> [Supplied text]
######

Who or what were the most significant influences on your musical life and career as a composer?

Meeting Olivier Messiaen while I was a student at the Royal College of Music confirmed my lifelong passion for his music. At that time I studied and loved Britten’s operas, and learned much about dramatic timing and word setting. I’ve also had a lifelong love of the music of Leoš Janácek, who still remains a strong influence. The concision of his writing, his limitless imagination in the development of motifs and his sophisticated melodic curves of speech continue to fascinate me.

What have been the greatest challenges/frustrations of your career so far?

I had the good fortune to be offered a lot of film commissions in my thirties and forties. One of the challenges was to put aside enough time each year to compose at least one major concert piece. It sometimes became frustrating not to have enough time in the year to develop compositional ideas. It was for this reason that, when I retired from film music four years ago, I decided to take a PhD at Bristol University in order to really get to grips with composition technique and to become more familiar with what is being written today.

Of which works are you most proud?

One of the works I wrote for the PhD was called Kalon, for string quartet and string orchestra. What is unusual about it is that the two string groups perform almost throughout in different simultaneous tempi. I nearly abandoned it twice, so difficult was it to write clearly in polytempo without it sounding a mess. When I heard the Czech Philharmonic play it for the Signum Classics recording I felt so glad that I had stuck with it and that the piece really works.

What are the special challenges/pleasures of working on a commissioned piece?

I’ve always needed to work to a deadline, even if the deadline is three years off. I have a fear of the piece either not being ready or not being the best I can write, so I tend to finish a commission months before it is due for delivery. This means I can sit with it, re-visit and change or improve large or small things before it is published and the parts are sent to the performers. With my second violin concerto Niobe I persuaded the Czech Philharmonic, who commissioned it, to let me have a playthrough with the wonderful soloist Tamsin Waley-Cohen four months before the first rehearsal. I learned so much from the experience and, as a result, revised several passages to give it even more punch and dramatic impact. In such circumstances my publisher Nimbus Publishing were endlessly patient in allowing me to re-print the score and parts for what turned out to be the definitive version that we premiered and recorded.

What are the special challenges/pleasures of working with particular musicians, singers, ensembles and orchestras?

Knowing the choir, orchestra or soloists is always a pleasure.

Pietà is my third commission for the Bournemouth Symphony Chorus and as well as knowing the choir very well I am always thrilled to work with their conductor Gavin Carr. Gavin heard the piece at different stages of the composition and made a number of incisive observations about voicing and the overall impact of the work’s structure and climaxes. I feel very lucky to have worked with collaborators like him, and Pietà is dedicated to Gavin in thanks for all his support and encouragement over many years.

######

> [Listed entries]
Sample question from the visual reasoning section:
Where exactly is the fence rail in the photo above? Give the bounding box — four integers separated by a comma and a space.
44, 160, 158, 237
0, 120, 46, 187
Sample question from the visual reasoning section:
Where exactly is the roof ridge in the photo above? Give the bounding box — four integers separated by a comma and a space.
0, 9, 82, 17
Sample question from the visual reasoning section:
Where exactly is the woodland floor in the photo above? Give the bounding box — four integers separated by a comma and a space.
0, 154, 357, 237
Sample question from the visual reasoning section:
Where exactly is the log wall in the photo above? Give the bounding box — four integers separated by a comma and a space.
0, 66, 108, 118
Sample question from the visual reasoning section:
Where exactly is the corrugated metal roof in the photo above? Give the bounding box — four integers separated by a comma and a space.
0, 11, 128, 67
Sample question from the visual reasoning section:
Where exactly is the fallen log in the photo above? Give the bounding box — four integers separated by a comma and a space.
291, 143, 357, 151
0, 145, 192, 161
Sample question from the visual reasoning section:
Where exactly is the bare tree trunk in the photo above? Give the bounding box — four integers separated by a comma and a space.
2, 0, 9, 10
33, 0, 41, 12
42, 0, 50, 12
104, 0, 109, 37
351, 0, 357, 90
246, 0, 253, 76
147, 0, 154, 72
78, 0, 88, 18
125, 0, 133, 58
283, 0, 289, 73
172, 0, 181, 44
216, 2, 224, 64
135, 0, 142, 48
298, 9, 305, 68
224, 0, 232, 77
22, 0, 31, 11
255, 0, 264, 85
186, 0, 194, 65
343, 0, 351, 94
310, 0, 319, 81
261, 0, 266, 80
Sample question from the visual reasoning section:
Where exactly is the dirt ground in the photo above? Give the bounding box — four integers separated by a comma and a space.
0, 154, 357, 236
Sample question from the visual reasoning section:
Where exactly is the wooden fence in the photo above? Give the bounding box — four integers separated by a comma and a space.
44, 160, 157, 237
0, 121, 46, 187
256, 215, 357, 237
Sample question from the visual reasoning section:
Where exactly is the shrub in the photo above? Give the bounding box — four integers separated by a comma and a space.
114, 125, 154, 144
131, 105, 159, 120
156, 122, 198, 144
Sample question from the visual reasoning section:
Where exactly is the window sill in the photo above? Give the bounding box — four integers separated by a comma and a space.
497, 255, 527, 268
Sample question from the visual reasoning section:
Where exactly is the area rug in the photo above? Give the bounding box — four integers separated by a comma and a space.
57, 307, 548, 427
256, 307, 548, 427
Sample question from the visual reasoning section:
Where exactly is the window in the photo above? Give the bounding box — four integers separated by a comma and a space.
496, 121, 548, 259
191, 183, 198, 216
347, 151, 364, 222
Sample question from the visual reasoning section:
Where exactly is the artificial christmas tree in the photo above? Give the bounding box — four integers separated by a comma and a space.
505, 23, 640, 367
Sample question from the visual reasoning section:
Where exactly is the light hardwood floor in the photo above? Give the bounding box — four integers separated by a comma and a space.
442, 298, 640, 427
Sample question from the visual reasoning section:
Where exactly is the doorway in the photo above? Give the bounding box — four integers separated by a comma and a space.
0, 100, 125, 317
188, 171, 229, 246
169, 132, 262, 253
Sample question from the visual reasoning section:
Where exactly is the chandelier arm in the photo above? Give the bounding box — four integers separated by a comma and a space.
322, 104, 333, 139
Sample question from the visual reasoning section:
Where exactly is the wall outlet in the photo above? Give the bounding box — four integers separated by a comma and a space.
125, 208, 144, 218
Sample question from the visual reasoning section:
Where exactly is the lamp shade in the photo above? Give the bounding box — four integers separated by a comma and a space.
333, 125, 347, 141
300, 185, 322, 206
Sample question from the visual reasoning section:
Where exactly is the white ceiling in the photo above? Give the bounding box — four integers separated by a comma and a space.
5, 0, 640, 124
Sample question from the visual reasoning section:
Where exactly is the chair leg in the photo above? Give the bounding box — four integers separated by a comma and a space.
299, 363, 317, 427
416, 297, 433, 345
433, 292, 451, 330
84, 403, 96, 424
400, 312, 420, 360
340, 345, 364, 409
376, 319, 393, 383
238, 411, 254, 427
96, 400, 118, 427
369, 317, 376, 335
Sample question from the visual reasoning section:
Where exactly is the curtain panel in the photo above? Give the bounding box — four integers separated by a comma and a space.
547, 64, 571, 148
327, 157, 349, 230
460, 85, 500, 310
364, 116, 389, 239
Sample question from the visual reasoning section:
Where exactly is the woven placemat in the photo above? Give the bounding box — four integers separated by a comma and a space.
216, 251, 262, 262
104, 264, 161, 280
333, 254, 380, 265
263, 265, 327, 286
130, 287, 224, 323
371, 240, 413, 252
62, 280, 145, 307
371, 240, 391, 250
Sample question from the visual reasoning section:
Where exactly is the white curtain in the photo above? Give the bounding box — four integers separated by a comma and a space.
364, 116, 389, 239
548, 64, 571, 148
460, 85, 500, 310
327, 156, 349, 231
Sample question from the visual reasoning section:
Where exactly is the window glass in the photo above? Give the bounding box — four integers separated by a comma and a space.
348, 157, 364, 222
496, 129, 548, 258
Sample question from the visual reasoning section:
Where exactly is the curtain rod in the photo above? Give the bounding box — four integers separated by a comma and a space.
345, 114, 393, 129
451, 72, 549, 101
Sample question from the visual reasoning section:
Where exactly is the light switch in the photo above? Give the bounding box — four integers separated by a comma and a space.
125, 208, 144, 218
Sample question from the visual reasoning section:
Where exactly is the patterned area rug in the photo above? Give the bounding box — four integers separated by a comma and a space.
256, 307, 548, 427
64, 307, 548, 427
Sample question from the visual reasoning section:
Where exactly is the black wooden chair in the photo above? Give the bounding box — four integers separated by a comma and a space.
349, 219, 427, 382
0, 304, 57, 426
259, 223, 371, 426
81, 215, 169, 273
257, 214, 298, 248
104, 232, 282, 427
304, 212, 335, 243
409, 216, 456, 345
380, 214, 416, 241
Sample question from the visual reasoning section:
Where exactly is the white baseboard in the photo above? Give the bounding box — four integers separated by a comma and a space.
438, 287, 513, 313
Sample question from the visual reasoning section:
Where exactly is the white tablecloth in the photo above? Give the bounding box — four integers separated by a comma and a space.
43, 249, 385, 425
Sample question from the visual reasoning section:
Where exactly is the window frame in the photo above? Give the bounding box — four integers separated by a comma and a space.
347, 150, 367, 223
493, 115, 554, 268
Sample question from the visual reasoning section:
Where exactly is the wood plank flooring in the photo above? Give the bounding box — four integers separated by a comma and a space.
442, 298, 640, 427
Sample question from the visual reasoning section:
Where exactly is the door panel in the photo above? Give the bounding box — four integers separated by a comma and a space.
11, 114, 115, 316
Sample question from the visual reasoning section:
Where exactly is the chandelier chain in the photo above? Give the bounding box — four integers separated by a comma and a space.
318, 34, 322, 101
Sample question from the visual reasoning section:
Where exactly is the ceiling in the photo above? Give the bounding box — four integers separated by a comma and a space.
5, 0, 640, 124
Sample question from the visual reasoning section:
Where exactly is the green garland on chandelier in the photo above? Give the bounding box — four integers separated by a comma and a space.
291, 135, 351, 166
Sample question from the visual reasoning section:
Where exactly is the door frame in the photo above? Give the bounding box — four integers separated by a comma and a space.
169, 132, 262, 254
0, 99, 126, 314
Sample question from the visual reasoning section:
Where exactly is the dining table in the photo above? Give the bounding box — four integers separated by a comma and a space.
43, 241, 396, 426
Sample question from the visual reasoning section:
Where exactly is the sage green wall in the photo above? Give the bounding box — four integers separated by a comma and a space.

######

> [Problem A] List every person named in the composer interview.
> [Problem B] Duplicate a passage of the composer interview. Begin at the words "What are the special challenges/pleasures of working with" and stop after "always a pleasure.".

> [Solution A] Olivier Messiaen, Britten, Leoš Janácek, Tamsin Waley-Cohen, Gavin Carr

> [Solution B]
What are the special challenges/pleasures of working with particular musicians, singers, ensembles and orchestras?

Knowing the choir, orchestra or soloists is always a pleasure.